Text section →
▼

Image Processing Guide

Introduction

The basic operations on images are the affine image conversions like image scaling, rotation, and cutting. For most of the operations, two ways of executing the functions exist. The easier API simply returns the processed image, but the second version accepts input and output objects (to allow memory reuse).

Scaling images

To compute a scaled version of the image, simply create the image at the desired scale. For instance, in the example below an image is up-scaled by first creating the image and then initializing the larger image:

>>> A = numpy.array( [ [1, 2, 3], [4, 5, 6] ], dtype = numpy.uint8 ) # A small image of size 2x3
>>> print(A)
[[1 2 3]
 [4 5 6]]
>>> B = numpy.ndarray( (3, 5), dtype = numpy.float64 )               # A larger image of size 3x5

the bob.ip.base.scale() function of Bob is then called to up-scale the image:

>>> bob.ip.base.scale(A, B)
>>> numpy.allclose(B, [[ 1.,1.5, 2., 2.5,  3.],[ 2.5, 3.,3.5, 4., 4.5],[ 4.,4.5, 5., 5.5,6. ]])

▲

What the exercise asks → In the image processing guide, which Bob function is called to up-scale the image?

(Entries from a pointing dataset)
▼

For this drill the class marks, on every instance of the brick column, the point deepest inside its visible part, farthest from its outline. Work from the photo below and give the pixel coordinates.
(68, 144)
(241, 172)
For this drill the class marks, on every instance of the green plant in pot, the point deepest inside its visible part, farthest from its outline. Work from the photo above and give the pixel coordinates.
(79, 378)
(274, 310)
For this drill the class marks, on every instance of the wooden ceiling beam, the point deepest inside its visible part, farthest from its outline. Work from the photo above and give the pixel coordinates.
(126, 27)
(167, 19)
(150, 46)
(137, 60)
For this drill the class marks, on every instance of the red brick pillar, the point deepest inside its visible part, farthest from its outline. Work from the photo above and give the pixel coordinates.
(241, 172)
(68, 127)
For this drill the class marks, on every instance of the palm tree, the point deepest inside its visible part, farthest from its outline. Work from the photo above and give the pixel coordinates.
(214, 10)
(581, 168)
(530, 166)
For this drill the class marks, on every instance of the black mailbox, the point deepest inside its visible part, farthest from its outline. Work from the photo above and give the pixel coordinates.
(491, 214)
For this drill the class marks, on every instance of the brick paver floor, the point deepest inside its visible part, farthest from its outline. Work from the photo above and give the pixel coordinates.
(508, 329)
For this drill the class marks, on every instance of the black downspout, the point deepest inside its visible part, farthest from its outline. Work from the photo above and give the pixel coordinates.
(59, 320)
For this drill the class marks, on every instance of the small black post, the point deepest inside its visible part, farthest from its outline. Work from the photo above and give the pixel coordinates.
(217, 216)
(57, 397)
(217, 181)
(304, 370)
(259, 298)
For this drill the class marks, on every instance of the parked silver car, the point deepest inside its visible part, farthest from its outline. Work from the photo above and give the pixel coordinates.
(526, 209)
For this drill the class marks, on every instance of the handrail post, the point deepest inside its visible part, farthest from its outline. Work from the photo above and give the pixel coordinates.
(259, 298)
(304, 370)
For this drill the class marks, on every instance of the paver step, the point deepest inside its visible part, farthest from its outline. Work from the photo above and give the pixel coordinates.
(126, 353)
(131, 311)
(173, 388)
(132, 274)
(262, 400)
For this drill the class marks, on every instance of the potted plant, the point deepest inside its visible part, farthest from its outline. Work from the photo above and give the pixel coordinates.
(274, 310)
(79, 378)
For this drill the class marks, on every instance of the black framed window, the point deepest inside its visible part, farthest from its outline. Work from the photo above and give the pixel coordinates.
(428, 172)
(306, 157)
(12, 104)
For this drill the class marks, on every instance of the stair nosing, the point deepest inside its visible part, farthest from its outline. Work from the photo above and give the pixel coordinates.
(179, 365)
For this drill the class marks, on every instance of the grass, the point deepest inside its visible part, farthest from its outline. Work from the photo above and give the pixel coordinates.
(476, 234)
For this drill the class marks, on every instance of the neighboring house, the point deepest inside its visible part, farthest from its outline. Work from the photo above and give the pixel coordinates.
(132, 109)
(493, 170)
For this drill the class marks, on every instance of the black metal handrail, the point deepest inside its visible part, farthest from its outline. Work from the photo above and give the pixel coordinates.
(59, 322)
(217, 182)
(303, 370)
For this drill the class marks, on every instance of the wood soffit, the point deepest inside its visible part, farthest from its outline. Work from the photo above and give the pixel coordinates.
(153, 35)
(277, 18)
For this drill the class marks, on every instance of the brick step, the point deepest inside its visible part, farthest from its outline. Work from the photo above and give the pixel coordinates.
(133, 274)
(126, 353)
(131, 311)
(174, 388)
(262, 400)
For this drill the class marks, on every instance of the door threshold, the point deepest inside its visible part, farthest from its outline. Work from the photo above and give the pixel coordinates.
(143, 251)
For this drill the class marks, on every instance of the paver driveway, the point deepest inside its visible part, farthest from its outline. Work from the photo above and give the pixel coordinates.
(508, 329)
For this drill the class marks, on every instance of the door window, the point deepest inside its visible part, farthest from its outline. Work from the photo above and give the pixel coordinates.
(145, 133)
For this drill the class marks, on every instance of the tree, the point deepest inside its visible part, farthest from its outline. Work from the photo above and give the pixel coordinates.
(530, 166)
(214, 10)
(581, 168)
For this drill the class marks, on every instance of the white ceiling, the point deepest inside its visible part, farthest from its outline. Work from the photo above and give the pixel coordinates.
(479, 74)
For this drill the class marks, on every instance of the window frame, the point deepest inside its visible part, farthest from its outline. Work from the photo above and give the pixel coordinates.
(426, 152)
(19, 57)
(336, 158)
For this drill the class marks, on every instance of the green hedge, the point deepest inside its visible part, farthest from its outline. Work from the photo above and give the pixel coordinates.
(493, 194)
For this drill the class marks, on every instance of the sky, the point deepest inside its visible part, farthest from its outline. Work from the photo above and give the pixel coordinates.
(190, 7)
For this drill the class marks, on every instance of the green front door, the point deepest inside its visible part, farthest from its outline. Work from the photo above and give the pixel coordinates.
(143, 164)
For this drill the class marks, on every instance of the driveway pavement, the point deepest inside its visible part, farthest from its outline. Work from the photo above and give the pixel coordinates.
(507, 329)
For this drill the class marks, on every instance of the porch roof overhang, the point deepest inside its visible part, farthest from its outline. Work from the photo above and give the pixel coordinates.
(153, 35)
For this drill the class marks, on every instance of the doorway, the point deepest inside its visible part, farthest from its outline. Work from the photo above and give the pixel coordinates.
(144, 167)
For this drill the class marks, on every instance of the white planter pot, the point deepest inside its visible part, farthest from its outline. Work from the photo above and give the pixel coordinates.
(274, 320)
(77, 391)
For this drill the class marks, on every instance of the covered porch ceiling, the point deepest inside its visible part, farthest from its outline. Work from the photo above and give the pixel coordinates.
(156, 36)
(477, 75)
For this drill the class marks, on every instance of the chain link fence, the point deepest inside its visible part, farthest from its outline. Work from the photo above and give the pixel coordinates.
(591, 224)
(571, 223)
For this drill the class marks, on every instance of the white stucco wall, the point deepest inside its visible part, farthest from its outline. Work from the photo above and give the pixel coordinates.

▲

Expected answer → bob.ip.base.scale()